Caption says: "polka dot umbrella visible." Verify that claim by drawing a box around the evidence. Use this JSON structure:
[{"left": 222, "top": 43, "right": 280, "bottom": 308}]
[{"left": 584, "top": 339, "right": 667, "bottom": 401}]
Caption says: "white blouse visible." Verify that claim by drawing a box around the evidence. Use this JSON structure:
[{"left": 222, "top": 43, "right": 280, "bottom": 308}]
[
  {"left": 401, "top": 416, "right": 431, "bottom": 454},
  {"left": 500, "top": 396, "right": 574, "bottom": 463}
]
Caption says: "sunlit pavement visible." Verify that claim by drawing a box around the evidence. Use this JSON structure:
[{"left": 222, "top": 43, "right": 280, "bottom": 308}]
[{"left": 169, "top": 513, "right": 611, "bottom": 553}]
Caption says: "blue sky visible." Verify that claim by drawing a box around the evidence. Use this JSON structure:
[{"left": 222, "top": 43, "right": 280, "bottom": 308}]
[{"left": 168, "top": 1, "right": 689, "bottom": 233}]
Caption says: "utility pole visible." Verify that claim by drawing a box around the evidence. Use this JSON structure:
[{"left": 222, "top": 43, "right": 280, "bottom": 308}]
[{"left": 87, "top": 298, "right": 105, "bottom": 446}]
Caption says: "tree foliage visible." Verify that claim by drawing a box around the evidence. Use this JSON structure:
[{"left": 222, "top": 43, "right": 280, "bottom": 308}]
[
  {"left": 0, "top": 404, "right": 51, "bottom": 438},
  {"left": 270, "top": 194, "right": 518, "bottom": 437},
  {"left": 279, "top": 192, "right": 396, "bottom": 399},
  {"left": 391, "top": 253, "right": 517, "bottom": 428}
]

■ What the exercise asks ■
Report every line of the preceding listing where the string "says" occurs.

■ Task response ■
Caption says: "polka dot umbrella visible." Verify that claim by drawing a box around the evidence. Use this JSON structure:
Caption says: "white blouse visible." Verify that claim by drawing a box around the evidence. Use this JSON structure:
Caption says: "sunlit pavement visible." Verify that claim by drawing a box around the evidence. Use this JSON structure:
Caption says: "blue sky visible." Verify that claim by drawing a box around the evidence. Use this JSON structure:
Caption says: "utility pole visible." Verify that claim by drawing a box around the evidence. Use this JSON structure:
Caption says: "tree foliage visible." Verify that claim by drawing a box around the evidence. Use this JSON structure:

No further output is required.